>> START
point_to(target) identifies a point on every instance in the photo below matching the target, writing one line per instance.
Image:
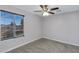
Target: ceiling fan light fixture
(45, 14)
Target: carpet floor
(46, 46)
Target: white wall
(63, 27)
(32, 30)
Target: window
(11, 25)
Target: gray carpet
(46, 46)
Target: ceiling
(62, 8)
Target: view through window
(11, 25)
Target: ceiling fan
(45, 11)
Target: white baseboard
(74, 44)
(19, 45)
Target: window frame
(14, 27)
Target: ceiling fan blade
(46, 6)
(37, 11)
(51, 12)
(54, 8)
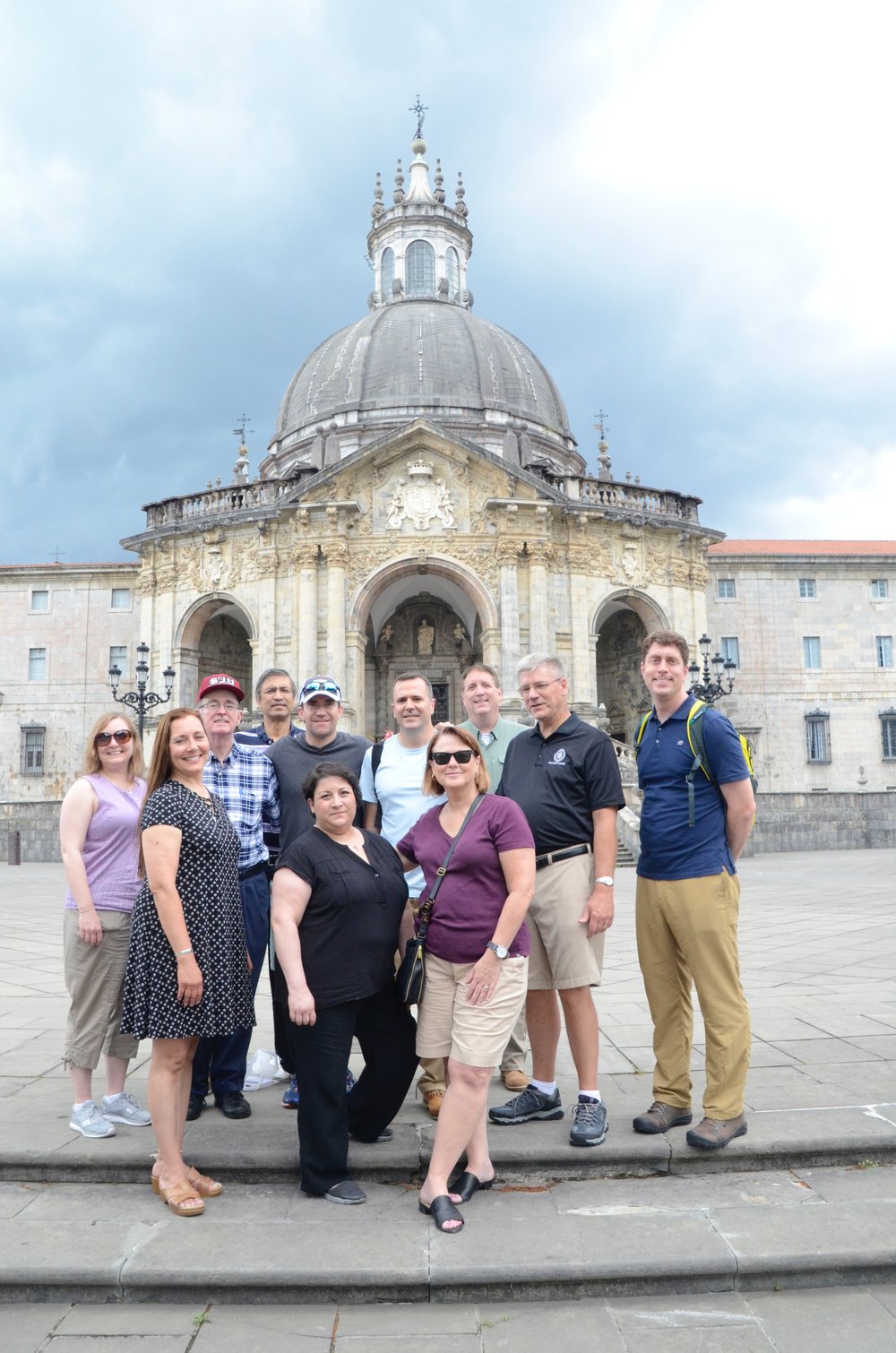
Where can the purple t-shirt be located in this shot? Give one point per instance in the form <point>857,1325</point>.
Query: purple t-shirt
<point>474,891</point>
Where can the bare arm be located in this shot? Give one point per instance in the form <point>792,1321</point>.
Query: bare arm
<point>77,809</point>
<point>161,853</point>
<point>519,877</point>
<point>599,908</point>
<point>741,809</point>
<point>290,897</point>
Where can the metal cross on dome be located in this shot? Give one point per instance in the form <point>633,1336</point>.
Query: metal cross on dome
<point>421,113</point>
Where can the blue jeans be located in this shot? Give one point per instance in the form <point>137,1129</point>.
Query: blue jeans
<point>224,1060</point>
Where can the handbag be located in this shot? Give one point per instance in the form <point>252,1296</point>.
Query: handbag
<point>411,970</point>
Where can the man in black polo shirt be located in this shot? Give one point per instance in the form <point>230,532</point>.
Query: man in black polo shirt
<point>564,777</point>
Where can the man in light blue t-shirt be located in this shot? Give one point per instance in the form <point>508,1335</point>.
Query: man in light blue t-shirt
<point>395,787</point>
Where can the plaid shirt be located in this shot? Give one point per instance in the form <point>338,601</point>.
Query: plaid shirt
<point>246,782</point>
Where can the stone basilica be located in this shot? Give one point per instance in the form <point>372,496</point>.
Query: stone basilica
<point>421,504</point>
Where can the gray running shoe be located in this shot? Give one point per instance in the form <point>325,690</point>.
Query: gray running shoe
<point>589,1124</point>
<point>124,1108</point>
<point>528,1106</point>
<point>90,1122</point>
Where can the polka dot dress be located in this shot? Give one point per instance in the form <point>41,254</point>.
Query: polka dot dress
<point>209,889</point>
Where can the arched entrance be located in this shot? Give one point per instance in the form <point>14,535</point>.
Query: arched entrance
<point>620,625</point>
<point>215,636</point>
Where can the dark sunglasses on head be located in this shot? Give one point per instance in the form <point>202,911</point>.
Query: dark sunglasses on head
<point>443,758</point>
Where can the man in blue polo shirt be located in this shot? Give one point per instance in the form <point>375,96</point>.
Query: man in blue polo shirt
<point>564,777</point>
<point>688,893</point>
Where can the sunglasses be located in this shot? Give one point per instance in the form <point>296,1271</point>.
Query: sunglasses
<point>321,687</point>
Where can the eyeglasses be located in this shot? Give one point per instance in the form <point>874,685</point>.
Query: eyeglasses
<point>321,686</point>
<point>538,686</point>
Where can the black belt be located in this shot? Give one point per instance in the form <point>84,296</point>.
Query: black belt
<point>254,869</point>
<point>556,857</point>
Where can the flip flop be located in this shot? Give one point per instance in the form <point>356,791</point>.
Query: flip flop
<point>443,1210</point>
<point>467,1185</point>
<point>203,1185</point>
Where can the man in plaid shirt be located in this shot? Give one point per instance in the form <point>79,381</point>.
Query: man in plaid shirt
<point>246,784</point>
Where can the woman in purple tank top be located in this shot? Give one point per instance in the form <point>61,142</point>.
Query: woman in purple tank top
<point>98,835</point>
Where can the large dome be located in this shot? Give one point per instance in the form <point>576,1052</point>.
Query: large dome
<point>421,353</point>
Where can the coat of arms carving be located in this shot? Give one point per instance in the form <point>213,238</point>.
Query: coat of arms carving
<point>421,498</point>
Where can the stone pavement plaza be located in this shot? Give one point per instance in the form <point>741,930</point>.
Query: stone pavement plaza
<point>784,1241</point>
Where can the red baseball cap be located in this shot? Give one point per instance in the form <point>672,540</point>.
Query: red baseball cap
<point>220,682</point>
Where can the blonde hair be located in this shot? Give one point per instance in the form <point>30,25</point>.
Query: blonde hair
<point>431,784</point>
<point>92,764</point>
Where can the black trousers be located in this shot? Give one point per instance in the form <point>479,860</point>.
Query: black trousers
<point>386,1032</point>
>> END
**Exercise directions**
Copy every item above line for line, leaving out the pictures.

**Solution**
point_to(target) identifies a point on every instance in the photo below matching the target, writing one line per instance.
Image:
Target: ceiling fan light fixture
(45, 14)
Target: carpet floor
(46, 46)
Target: white wall
(63, 27)
(32, 30)
Target: window
(11, 25)
Target: gray carpet
(46, 46)
Target: ceiling
(62, 8)
Target: view through window
(11, 25)
Target: ceiling fan
(45, 11)
Target: white baseboard
(74, 44)
(19, 45)
Target: window frame
(14, 27)
Target: ceiling fan blade
(46, 6)
(37, 11)
(51, 12)
(54, 8)
Where can the purple t-shirt be located in this shot? Give one point per instance in the form <point>857,1325</point>.
Query: purple t-shirt
<point>474,891</point>
Where can the bare arm be located in this shot? Give one point per instance in the form <point>792,1321</point>.
Query: bare arm
<point>77,809</point>
<point>161,853</point>
<point>519,877</point>
<point>599,908</point>
<point>741,809</point>
<point>290,897</point>
Where can the metal cross on dome be located in this shot? Give one point per instance in the form <point>633,1336</point>.
Query: metal cross on dome
<point>421,113</point>
Where can the blue jeans be located in this shot? Give one point per instance in the form <point>137,1129</point>.
Query: blue jeans
<point>224,1060</point>
Where can the handbag be located in this shot? Give one point per instance in the form <point>252,1296</point>.
Query: handbag
<point>411,970</point>
Where can the man in black polo shirt be located in this shot? Give one point per instance in the form <point>230,532</point>.
Query: man in black polo shirt
<point>564,777</point>
Where can the man in light blue t-shirt be located in this shot? Give one point per instance in the form <point>508,1335</point>.
Query: man in light blue t-shirt
<point>395,787</point>
Where can the plaid shirt be located in this shot? Give one point per instance in the form <point>338,601</point>.
Query: plaid shirt
<point>246,782</point>
Where can the stone basilica be located in this shot? Give one point per instance in the form <point>372,496</point>.
Query: stone basilica
<point>421,504</point>
Where can the gray running shoe be located in this shot? Give one point per instance in the form <point>325,690</point>.
Query: gray running shoe
<point>589,1124</point>
<point>124,1108</point>
<point>528,1106</point>
<point>90,1122</point>
Where can the polka dot dress be located in this shot? Give one point per instance in the form <point>41,254</point>.
Query: polka dot dress
<point>209,889</point>
Where can the arched entrance be located in this shot? Give one point per instance in the form <point>14,535</point>.
Query: arched entrance
<point>620,625</point>
<point>215,636</point>
Where can the dark sunglasses on head be located in this shot? Give one point per instance in the form <point>202,911</point>.
Query: dark sunglasses on head
<point>443,758</point>
Where can the man in blue polo shirt be located in this shot? Give one point per instance in the form <point>375,96</point>.
Query: man in blue polo shirt
<point>564,777</point>
<point>688,893</point>
Where can the sunglasses be located in this shot? Give one point per instance in the form <point>296,1271</point>.
Query: sunglasses
<point>321,687</point>
Where can the eyeglasses be located in this shot? Give one point per instance in the form <point>874,685</point>.
Query: eyeglasses
<point>321,686</point>
<point>538,686</point>
Where can the black belt be located in this shot? Give one point per instance in the form <point>84,296</point>.
Query: black belt
<point>254,869</point>
<point>556,857</point>
Where can the flip flop be located in this shot? Give one point per instance in the form <point>356,791</point>.
Query: flip flop
<point>443,1210</point>
<point>467,1185</point>
<point>203,1185</point>
Where can the man in plaid shirt be located in this shot? Give one point per instance in the form <point>79,381</point>.
Query: man in plaid shirt
<point>246,784</point>
Where can the woman in purple tank top be located in this shot? Give one point per instance in the form <point>61,142</point>.
Query: woman in purple tank top
<point>98,835</point>
Where can the large dome be located in this shot? Give one point per instance in the form <point>576,1052</point>.
Query: large dome
<point>421,353</point>
Where can the coat of arms carving be located in this shot? Give one point per instance in the form <point>213,238</point>.
Query: coat of arms carving
<point>421,498</point>
Where can the stone pavement plaza be located in this shot? Give one point per instance in the form <point>741,930</point>.
Query: stone pavement plaza
<point>784,1241</point>
Where can the red baseball cap be located in this shot? Give one point per instance in the form <point>672,540</point>.
Query: red baseball cap
<point>220,682</point>
Where can the blonde hair be located in this shot? Give one point per instance in the form <point>30,25</point>.
Query: blonde hair
<point>431,784</point>
<point>92,764</point>
Where can the black trousers be located in this shot? Give one point per instance in the form <point>479,860</point>.
Query: black trousers
<point>386,1032</point>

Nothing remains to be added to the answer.